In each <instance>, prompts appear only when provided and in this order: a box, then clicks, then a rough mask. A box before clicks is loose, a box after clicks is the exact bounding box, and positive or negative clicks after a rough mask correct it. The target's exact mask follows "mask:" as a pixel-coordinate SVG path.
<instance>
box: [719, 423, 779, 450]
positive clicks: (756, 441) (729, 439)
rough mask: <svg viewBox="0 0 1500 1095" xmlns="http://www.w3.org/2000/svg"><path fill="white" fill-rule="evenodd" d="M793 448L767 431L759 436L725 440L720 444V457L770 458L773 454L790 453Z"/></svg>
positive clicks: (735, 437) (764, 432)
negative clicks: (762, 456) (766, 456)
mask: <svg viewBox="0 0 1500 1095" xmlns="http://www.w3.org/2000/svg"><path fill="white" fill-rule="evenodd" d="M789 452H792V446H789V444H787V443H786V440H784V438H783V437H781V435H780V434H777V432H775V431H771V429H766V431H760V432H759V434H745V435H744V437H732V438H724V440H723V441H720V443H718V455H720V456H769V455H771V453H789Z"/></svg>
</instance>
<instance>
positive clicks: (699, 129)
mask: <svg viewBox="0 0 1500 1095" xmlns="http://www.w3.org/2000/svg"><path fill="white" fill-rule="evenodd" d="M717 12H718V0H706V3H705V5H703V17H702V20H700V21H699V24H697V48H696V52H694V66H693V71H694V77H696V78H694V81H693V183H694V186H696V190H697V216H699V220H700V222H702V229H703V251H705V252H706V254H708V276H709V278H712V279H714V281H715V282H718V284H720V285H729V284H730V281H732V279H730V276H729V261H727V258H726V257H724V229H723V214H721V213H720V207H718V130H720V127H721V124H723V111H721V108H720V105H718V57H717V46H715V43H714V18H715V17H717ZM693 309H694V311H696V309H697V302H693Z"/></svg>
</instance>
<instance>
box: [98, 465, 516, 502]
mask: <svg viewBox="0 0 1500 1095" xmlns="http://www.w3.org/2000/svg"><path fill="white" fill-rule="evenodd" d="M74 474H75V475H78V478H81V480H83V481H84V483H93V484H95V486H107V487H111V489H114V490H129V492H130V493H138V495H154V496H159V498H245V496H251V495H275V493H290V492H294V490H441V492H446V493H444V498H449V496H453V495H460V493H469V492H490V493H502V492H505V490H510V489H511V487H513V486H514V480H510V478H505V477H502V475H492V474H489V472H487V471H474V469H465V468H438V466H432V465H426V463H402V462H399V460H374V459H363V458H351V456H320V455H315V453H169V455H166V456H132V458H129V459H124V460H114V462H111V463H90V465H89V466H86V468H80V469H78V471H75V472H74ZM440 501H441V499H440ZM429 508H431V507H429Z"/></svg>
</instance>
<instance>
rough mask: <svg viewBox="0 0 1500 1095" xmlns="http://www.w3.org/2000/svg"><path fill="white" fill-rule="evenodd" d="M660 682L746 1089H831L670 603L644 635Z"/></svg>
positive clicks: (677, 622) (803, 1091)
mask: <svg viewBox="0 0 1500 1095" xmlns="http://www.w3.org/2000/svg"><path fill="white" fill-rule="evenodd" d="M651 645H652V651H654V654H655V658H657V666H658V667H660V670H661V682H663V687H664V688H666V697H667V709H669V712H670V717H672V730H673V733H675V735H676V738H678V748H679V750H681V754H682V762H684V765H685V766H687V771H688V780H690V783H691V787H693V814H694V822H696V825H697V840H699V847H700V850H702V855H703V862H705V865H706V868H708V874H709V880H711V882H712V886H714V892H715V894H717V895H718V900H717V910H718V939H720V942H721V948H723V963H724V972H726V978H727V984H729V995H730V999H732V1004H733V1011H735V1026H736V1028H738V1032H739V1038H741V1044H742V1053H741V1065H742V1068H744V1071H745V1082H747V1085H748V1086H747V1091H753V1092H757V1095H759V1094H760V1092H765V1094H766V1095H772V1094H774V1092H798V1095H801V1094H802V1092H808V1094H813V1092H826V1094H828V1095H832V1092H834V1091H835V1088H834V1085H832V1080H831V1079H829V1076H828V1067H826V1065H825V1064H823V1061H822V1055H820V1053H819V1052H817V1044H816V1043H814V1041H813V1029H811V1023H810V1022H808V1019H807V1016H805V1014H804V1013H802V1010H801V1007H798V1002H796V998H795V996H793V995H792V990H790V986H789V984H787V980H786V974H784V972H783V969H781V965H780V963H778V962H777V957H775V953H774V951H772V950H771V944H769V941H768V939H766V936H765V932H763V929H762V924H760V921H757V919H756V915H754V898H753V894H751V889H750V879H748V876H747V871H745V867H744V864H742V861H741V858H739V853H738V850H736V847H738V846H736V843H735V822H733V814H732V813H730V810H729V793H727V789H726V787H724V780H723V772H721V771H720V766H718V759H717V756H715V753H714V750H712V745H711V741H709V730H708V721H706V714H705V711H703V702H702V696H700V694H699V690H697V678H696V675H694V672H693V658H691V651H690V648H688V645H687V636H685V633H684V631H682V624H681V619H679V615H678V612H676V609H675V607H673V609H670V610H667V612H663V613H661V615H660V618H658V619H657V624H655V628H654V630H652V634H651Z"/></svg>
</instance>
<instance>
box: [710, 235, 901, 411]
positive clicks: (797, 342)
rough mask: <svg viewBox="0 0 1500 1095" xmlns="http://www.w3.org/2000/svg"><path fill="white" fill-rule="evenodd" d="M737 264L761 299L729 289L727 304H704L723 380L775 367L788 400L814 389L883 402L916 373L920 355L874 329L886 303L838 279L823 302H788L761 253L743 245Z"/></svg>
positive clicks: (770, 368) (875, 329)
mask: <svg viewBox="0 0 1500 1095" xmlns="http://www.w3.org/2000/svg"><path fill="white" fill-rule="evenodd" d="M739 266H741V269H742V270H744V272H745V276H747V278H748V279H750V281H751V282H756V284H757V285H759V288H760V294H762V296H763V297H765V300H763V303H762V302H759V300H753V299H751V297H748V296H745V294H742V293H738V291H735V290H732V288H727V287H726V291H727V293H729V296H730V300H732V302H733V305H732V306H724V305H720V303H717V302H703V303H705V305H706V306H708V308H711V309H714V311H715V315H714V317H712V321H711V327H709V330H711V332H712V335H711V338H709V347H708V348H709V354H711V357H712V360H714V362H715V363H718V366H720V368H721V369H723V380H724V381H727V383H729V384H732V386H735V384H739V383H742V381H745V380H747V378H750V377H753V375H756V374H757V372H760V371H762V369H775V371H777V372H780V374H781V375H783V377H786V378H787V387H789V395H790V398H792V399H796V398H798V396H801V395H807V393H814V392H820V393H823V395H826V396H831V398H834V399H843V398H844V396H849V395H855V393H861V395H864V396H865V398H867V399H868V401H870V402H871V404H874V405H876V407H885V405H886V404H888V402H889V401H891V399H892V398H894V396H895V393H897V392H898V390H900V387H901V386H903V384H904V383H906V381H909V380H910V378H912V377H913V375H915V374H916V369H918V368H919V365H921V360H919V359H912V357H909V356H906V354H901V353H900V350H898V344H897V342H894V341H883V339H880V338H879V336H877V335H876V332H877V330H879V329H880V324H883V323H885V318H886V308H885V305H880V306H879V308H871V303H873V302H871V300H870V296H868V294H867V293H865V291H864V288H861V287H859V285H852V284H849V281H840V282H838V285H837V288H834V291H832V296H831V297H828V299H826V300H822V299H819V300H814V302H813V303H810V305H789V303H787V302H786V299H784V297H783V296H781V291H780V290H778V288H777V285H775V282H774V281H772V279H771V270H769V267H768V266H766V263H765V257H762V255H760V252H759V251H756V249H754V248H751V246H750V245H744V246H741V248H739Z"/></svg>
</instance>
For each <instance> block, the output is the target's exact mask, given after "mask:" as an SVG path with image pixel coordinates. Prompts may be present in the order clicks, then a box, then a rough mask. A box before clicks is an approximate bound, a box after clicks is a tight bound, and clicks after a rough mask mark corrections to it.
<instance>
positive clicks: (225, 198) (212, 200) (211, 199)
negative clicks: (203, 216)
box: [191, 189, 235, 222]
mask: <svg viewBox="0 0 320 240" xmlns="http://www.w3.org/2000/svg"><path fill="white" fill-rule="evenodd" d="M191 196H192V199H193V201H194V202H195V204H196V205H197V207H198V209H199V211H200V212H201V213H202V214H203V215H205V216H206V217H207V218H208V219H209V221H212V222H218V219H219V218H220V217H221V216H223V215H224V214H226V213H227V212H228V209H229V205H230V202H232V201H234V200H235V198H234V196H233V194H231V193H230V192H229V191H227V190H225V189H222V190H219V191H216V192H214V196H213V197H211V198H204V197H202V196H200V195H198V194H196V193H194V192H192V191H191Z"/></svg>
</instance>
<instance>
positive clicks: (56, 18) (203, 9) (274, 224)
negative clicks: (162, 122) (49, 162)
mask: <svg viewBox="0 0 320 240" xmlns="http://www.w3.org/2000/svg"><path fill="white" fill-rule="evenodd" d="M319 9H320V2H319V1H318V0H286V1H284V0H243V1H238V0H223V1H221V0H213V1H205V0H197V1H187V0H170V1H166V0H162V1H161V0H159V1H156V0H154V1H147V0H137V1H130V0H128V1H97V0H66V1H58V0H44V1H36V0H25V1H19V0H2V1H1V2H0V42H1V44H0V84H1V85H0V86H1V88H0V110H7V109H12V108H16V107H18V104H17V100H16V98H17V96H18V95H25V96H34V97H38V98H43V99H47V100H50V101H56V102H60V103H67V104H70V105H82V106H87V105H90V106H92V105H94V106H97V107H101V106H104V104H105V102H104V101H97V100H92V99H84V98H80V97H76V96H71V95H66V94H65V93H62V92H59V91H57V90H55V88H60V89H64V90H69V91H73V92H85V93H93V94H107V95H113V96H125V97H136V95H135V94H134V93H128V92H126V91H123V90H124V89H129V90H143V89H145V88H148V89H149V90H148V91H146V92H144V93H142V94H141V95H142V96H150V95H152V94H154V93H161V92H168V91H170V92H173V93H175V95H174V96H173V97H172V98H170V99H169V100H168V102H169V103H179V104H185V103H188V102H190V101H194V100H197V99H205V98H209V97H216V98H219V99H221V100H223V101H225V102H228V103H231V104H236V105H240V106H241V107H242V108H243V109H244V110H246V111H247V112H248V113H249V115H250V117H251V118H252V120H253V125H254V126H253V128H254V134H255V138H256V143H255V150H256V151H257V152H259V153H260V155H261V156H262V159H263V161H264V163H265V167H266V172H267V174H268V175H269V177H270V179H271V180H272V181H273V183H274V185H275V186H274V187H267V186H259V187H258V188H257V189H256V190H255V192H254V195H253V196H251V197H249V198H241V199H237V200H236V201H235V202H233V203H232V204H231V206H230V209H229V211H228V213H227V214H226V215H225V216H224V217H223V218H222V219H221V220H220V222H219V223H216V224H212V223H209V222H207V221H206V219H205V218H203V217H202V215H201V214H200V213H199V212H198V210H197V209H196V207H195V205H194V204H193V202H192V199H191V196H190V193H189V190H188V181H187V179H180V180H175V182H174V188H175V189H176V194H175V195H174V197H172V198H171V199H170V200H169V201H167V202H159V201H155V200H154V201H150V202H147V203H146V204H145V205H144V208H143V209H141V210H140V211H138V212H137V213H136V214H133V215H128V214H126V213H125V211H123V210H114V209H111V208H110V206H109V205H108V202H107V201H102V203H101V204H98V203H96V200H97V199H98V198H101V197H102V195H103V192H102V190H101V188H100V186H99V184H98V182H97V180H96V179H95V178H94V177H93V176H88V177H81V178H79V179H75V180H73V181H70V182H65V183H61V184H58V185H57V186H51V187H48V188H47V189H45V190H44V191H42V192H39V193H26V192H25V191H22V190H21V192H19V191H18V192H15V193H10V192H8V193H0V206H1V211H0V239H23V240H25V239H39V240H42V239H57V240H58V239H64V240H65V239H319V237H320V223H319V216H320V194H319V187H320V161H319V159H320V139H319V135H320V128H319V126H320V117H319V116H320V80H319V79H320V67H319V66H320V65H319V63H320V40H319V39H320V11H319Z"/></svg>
::::
WHAT YOU SHOULD DO ::
From the first line of the listing above to the line that contains "positive clicks: (735, 437) (764, 432)", inclusive, restate every line word for word. Nothing else belongs in the answer.

FINISHED EXERCISE ::
In each <instance>, prompts appear only when provided and in this order: a box, then clicks, then a rough mask. A box before clicks is loose, a box after clicks is the exact bounding box, and positive or negative clicks after a rough mask correct it. The target's exact mask follows "mask:" as a pixel-coordinate SVG path.
<instance>
box: [719, 423, 779, 450]
positive clicks: (756, 441) (729, 439)
rough mask: <svg viewBox="0 0 1500 1095" xmlns="http://www.w3.org/2000/svg"><path fill="white" fill-rule="evenodd" d="M793 448L767 431L759 436L725 440L720 444V457L770 458L773 454L790 453Z"/></svg>
positive clicks: (735, 437) (764, 432)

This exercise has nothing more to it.